ABOUT THIS TASK:
Repeat each line, word for word, from the one containing "of the building" through the last line of the entries, and include no other output.

### INPUT FOR THIS TASK ###

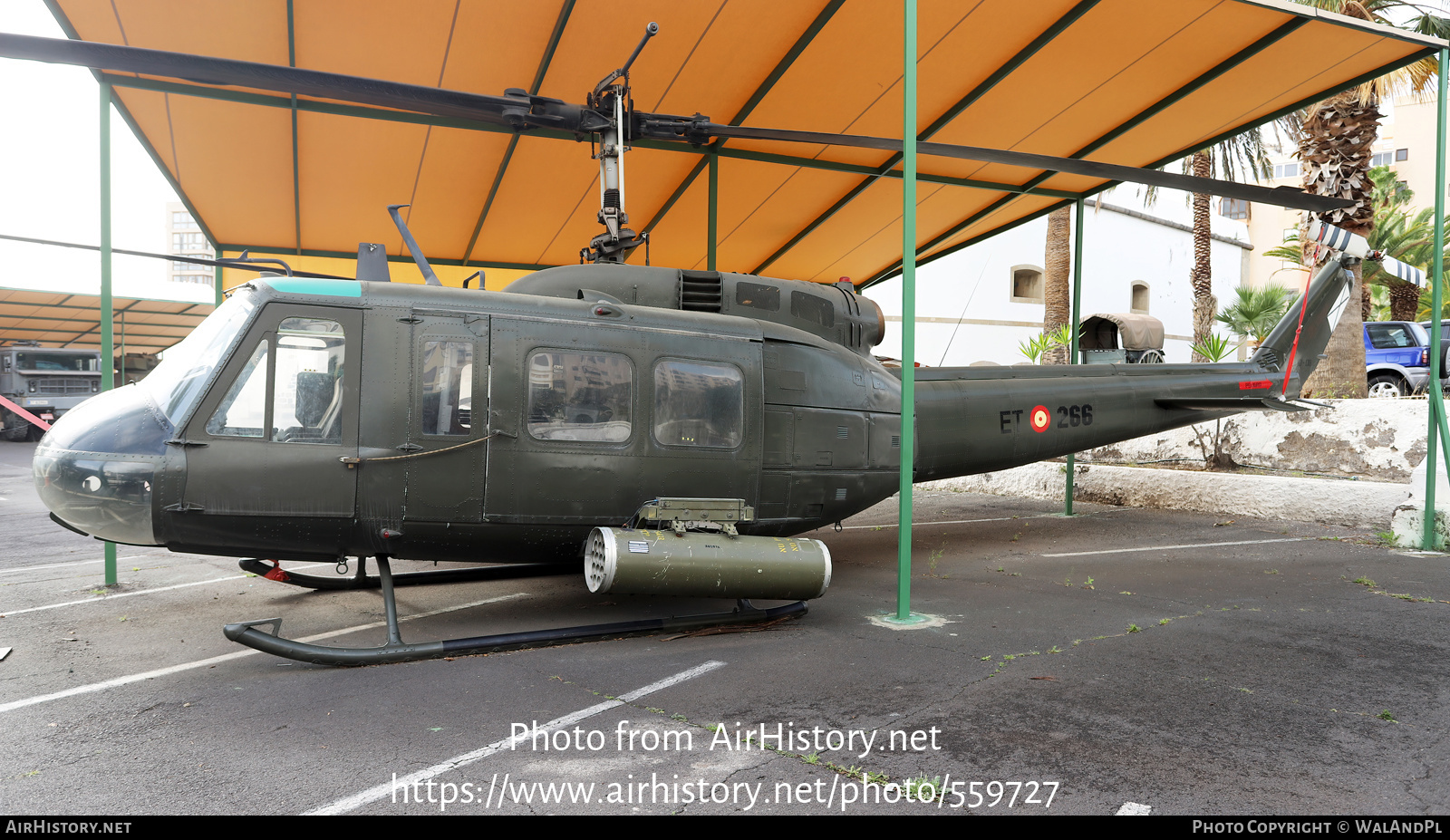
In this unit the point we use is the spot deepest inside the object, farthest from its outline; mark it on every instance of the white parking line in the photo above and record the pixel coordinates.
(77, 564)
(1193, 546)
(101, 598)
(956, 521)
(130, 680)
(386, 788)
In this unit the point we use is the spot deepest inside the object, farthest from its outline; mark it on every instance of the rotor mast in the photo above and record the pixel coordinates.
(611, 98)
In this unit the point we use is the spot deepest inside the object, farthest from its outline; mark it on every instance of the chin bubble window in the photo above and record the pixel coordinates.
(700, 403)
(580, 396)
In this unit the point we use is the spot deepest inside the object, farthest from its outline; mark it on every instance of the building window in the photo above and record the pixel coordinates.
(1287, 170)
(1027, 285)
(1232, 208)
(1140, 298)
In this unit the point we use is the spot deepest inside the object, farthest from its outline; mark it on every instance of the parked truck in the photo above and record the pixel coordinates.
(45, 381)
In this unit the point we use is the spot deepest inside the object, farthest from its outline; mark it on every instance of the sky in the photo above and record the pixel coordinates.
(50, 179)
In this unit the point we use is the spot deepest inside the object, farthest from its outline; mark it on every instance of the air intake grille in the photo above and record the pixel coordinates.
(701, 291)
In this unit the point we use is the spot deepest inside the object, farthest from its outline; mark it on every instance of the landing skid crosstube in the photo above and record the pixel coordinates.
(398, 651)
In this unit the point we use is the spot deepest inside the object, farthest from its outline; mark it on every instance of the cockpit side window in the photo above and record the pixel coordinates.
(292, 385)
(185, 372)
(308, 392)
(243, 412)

###

EXERCISE RESPONSE:
In this unit the point we use is the spot deepest inside the object, farthest from its outline; mark it on every instance of the building window in the photo above and record the pixel coordinates.
(1287, 170)
(1027, 285)
(1232, 208)
(1140, 298)
In this unit the point we use is the spot deepest inside the object, farthest from its outline; mark it on every instance of the parked truck in the photo above and record the pixel coordinates.
(45, 381)
In this unit the point we use is the spot deepest inside the object, farthest from its outline; mark it on every instance of the sky in the photo above and record the pixel coordinates.
(50, 179)
In this unit the point we use is the spot deepest inside the object, farthest from its outline; mark it on every instance of the air intake grille in the photo above and record the pixel coordinates.
(701, 291)
In this unit the point we use is the spot deepest inside the object, farthest from its outline; mark it on every instance of the landing skid crosstube in the photo above and record the pixel coordinates.
(398, 651)
In this unit the point we use is the spot deepest inside the object, farthest from its outline; mark it on every instance of the cockpit side window in the photo above and record the pixel coordinates.
(292, 385)
(185, 372)
(308, 392)
(243, 412)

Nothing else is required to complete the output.